- Direction 1: List every dish that the blog post below names on the week's menu.

- Selection:
.....
Wednesday, 30 June 2010

Da Clissett Crew in da Wood

After loosing my tented moonlit scribblings twixt the laundry basket and a week elsewhere, thinking I had found them and then once again hunting and praying that something resembling a fledgling blog entry would fall from an unwashed pocket, I will now attempt to decipher said precious scraps and recall the week of The Sculptural Seating Course...

I know it's a little late, but half the reason for my pause was because of the topics covered during this week which may need a little tact in explaining, plus an adult guidance certificate?

The first event on my arrival, was to serve up my shin as a five course meal for the midges. - In a very fetching diagonal stripe. Argghhh. Wet humid woodland weather this week. On the course we had some budding chair makers and a few sculptural bench makers. We only had four campers in the wood, two down the lane in a camper van and the others leaving us to it for the evenings.

It didn't even take one evening before Ian (on a return trip to Clissett) drew out (on paper that is) his new spankula design. The Flipmate 6000... for discipline on the go! Designed like a flick-knife for rapid action.

Also mentioned was the mini version, the 'Pursemate 600' (patent pending). Note the 'snaps out and locks' design and the worryingly bottom shaped trinket on a lanyard to hang out of your bodgers pocket, (it's a sign to those in the know). And no, I don't have one of those in case you were wondering!

As I was cooking on this 5 day course, I rustled together various previously unheard of recipes. The menu this week was bodgers stew, bodgers stir fry, bodgers fruity curry, bodgers roasted veggies with pasta bake, and a few rustic nutty salads thrown in for good measure. I love not doing the washing up...

So, with my free afternoons I turned to my bowl lathe for a good practice since only making one bowl previously on the Ben Orford course. Martin had given me some freshly cut eucalyptus which I had roughed into a few bowl blanks two days previously. Unfortunately (or not) during the seering heat the blanks had started to crack in the way eucalyptus does - all over the place! I must be more careful storing the logs..
.....
- Record set:
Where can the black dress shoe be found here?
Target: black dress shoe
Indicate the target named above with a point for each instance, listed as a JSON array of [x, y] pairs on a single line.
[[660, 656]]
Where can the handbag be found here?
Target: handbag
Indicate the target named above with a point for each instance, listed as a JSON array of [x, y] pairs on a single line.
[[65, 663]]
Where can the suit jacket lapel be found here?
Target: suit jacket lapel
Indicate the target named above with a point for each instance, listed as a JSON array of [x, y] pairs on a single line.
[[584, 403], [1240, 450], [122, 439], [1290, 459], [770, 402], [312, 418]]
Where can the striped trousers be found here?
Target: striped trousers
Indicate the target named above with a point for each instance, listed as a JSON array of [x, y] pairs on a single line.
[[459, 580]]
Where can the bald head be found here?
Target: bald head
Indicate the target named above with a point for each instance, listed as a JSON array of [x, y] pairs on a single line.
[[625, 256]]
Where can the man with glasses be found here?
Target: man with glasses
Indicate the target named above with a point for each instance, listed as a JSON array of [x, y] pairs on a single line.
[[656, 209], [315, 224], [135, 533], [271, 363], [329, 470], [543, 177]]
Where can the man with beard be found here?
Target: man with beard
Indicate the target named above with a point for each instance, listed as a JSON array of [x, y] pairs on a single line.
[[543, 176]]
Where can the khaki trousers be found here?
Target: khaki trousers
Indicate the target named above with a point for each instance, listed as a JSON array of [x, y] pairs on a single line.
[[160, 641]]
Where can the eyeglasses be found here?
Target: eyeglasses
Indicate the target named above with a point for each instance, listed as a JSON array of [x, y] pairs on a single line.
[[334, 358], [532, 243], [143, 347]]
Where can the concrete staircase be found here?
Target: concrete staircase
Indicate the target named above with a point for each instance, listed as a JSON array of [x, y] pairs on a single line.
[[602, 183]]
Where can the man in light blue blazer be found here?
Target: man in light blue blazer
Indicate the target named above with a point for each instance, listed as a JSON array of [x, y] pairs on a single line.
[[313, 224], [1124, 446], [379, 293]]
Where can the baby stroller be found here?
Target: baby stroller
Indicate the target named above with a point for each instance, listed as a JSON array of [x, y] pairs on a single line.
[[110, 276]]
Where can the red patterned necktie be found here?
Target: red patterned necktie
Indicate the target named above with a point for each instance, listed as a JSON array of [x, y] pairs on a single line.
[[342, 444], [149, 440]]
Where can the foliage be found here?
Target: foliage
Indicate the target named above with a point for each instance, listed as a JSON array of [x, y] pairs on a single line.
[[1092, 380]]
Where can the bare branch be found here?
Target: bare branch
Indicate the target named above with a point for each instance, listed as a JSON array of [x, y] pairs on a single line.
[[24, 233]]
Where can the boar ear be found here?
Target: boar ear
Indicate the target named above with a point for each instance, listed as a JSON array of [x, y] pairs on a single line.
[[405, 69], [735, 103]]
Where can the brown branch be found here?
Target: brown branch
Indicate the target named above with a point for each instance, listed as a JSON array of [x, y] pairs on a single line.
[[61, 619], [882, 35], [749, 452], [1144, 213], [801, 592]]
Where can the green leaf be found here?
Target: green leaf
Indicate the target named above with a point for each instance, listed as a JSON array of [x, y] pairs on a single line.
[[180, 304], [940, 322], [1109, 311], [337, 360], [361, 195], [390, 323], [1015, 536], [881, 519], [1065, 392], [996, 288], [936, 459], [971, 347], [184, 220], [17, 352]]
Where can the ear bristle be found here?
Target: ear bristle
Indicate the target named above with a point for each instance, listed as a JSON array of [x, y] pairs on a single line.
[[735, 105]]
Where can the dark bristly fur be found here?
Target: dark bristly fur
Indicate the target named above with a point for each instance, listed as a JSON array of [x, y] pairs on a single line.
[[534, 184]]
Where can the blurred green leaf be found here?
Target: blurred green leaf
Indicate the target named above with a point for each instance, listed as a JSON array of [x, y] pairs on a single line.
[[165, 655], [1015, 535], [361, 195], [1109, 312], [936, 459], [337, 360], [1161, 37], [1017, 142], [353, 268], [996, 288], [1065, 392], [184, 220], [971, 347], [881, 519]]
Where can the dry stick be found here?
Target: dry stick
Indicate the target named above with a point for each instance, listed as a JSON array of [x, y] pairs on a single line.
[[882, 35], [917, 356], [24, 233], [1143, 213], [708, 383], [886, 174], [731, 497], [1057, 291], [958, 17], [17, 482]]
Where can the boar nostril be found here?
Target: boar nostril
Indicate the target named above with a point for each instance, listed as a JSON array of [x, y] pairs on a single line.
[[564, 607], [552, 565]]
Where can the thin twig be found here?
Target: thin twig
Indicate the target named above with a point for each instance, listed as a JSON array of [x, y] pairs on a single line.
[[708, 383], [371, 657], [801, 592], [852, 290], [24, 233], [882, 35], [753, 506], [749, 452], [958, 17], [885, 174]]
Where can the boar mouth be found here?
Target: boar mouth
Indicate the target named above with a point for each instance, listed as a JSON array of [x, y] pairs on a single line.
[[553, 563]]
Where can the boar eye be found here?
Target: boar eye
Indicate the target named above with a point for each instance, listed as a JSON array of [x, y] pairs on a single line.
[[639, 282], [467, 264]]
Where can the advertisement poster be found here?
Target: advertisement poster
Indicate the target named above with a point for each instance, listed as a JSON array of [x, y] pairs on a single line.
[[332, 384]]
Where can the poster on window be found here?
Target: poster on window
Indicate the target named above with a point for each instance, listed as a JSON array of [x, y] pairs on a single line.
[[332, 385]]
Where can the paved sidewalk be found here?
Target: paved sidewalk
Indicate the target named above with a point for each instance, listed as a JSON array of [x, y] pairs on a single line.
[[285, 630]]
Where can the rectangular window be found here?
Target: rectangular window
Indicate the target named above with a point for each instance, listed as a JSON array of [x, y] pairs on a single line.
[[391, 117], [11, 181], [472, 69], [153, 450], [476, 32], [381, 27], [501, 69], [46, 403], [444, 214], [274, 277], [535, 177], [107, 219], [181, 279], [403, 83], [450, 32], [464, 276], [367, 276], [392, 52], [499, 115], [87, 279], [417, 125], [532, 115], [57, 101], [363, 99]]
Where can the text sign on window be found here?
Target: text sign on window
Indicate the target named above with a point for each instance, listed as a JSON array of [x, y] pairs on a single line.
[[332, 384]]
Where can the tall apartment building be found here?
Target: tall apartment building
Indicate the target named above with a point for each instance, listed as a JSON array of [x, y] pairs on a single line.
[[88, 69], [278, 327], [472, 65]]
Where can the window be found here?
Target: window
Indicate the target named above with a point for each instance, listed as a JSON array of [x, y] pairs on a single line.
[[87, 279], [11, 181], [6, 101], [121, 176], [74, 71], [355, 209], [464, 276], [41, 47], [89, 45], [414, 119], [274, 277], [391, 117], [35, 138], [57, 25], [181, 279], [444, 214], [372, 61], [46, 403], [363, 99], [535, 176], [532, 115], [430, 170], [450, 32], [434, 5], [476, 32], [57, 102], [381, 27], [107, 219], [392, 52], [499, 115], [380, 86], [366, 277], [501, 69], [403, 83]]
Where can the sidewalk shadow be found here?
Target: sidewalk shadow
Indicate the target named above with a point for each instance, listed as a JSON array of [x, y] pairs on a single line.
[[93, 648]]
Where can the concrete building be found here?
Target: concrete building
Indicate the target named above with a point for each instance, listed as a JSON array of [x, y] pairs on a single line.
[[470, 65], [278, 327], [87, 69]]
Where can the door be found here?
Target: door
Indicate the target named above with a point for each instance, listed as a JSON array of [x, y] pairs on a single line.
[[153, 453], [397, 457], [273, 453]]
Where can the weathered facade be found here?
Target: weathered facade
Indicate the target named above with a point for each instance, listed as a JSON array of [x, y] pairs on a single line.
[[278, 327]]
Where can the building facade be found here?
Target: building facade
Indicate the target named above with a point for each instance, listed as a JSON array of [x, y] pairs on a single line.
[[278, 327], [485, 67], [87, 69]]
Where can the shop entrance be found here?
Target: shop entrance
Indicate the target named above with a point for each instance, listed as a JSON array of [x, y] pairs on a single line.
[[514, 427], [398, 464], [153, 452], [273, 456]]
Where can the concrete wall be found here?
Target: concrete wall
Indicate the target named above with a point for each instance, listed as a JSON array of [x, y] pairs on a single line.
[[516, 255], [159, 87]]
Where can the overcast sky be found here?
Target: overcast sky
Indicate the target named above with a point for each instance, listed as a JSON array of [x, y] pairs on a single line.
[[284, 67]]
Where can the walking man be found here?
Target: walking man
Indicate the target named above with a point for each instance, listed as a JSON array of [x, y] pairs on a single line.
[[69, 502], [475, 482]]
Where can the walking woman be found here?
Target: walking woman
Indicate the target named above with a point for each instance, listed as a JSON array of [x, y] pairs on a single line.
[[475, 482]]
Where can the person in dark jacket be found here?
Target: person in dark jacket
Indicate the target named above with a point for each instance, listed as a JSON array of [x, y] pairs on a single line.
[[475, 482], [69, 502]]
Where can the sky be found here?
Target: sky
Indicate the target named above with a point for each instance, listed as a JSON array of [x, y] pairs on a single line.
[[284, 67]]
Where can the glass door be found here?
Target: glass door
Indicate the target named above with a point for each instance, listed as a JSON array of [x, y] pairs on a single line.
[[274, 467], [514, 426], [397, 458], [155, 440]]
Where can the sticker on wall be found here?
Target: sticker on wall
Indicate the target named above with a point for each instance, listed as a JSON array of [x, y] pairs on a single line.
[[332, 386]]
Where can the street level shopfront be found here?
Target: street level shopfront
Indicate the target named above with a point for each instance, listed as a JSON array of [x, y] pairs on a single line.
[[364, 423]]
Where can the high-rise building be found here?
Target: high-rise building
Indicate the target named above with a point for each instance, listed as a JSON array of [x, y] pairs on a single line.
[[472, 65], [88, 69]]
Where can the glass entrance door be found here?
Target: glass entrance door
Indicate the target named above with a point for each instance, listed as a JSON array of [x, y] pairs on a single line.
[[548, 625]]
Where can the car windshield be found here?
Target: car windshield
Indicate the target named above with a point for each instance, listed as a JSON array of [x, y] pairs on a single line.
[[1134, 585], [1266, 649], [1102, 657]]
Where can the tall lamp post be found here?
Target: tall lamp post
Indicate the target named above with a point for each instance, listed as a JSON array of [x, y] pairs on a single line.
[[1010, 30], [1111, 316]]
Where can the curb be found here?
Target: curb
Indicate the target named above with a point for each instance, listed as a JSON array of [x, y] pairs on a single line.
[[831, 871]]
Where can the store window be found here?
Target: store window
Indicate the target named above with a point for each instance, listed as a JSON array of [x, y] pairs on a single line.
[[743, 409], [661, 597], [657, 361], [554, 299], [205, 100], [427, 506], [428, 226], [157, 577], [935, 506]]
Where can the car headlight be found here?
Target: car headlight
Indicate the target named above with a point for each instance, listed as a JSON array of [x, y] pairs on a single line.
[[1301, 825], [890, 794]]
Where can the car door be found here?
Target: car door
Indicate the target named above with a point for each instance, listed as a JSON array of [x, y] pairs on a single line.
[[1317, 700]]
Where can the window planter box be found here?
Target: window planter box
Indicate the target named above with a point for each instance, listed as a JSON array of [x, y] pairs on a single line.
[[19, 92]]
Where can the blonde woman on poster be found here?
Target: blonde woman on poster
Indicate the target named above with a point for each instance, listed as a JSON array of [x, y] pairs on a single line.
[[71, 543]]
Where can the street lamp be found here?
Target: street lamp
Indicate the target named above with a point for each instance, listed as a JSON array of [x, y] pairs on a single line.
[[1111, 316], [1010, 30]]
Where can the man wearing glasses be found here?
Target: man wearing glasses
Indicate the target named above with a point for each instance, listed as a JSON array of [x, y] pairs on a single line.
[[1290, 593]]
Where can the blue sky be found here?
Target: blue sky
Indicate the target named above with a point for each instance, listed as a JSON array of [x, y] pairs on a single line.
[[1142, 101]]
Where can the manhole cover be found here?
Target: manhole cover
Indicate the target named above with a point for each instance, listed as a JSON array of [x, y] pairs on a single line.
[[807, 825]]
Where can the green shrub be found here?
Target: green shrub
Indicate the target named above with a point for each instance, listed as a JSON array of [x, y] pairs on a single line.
.....
- Direction 2: Reproduce the lines of the listing above, from the line with "Where can the dry stick be found here?" up to and including the line with "[[564, 607], [552, 565]]".

- Response 1:
- bodgers stew
- bodgers stir fry
- bodgers fruity curry
- bodgers roasted veggies with pasta bake
- rustic nutty salads

- Response 2:
Where can the dry stick be found here?
Target: dry stick
Indicate the target named above with a point for each instance, listed as a JSON array of [x, y] pairs on a single line.
[[882, 35], [917, 356], [24, 233], [1143, 213], [708, 383], [886, 174], [731, 497], [1057, 291], [958, 17], [17, 482]]
Where can the boar nostril be found here?
Target: boar nostril
Indicate the target named above with a point for each instance, listed as a JSON array of [x, y] pairs on a single line.
[[564, 607], [552, 565]]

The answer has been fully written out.